-- The records follows --

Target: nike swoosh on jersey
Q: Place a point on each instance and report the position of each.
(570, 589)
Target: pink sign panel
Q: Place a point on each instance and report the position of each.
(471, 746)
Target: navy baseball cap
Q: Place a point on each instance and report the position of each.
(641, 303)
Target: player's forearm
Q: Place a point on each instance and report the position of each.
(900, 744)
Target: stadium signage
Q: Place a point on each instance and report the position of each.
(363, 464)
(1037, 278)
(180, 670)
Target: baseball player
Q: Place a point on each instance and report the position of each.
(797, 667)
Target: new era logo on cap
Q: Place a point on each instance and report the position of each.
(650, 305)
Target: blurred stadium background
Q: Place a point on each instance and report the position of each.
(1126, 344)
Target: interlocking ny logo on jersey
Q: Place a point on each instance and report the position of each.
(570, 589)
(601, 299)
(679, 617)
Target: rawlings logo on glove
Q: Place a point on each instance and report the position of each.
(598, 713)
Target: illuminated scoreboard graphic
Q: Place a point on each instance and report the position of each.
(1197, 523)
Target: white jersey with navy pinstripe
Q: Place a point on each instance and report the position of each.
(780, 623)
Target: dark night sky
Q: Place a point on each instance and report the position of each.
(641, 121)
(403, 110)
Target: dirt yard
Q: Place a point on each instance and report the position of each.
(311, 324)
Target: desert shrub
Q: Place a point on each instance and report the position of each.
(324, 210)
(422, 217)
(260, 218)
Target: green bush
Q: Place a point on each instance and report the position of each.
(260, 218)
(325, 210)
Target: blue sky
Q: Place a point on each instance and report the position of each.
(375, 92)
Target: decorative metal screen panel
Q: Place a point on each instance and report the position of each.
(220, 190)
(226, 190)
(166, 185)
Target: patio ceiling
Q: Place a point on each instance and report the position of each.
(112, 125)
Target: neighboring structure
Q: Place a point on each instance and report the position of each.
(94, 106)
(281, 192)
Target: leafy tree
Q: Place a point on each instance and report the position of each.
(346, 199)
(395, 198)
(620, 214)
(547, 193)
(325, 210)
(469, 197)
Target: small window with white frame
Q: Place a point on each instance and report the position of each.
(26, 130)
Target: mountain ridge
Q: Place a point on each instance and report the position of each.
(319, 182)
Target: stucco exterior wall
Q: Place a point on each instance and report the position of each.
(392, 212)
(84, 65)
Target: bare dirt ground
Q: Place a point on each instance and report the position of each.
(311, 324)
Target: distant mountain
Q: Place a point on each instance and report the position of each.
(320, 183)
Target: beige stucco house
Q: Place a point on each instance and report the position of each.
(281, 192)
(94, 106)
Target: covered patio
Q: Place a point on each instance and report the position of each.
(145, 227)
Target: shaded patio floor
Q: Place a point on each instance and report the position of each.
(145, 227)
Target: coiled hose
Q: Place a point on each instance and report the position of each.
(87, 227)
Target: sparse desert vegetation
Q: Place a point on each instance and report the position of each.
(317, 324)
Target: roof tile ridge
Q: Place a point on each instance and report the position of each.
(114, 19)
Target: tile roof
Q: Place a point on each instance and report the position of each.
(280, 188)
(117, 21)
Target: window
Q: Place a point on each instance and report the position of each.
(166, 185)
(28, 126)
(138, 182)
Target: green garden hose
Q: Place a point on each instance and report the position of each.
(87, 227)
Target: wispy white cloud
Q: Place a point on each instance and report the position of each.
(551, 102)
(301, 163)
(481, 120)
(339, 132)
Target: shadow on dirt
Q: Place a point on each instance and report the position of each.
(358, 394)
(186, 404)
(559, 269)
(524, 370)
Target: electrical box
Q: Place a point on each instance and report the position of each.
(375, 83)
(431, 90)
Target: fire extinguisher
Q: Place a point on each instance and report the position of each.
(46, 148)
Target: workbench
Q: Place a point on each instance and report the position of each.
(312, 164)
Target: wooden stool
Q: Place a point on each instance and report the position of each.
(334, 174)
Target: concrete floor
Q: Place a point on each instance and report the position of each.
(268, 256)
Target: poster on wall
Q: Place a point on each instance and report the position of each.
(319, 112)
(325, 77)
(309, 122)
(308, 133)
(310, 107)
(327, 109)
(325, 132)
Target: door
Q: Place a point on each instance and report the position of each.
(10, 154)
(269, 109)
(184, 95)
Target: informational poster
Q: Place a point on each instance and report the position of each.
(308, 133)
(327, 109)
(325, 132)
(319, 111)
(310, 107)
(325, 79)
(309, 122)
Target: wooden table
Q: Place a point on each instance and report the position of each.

-- The records concluded --

To do.
Output the line containing "Target: door" together with all later lines of the entries, exactly as written, through the final line.

Output of the exercise.
Target: door
Q: Place a point on each instance and report the position of each.
(10, 154)
(269, 109)
(184, 95)
Target: informational poster
Q: Place a point on each instance and report the position of each.
(308, 133)
(327, 109)
(325, 132)
(319, 111)
(310, 107)
(325, 79)
(309, 122)
Target: wooden table
Q: Place a point on each instance and report the position of each.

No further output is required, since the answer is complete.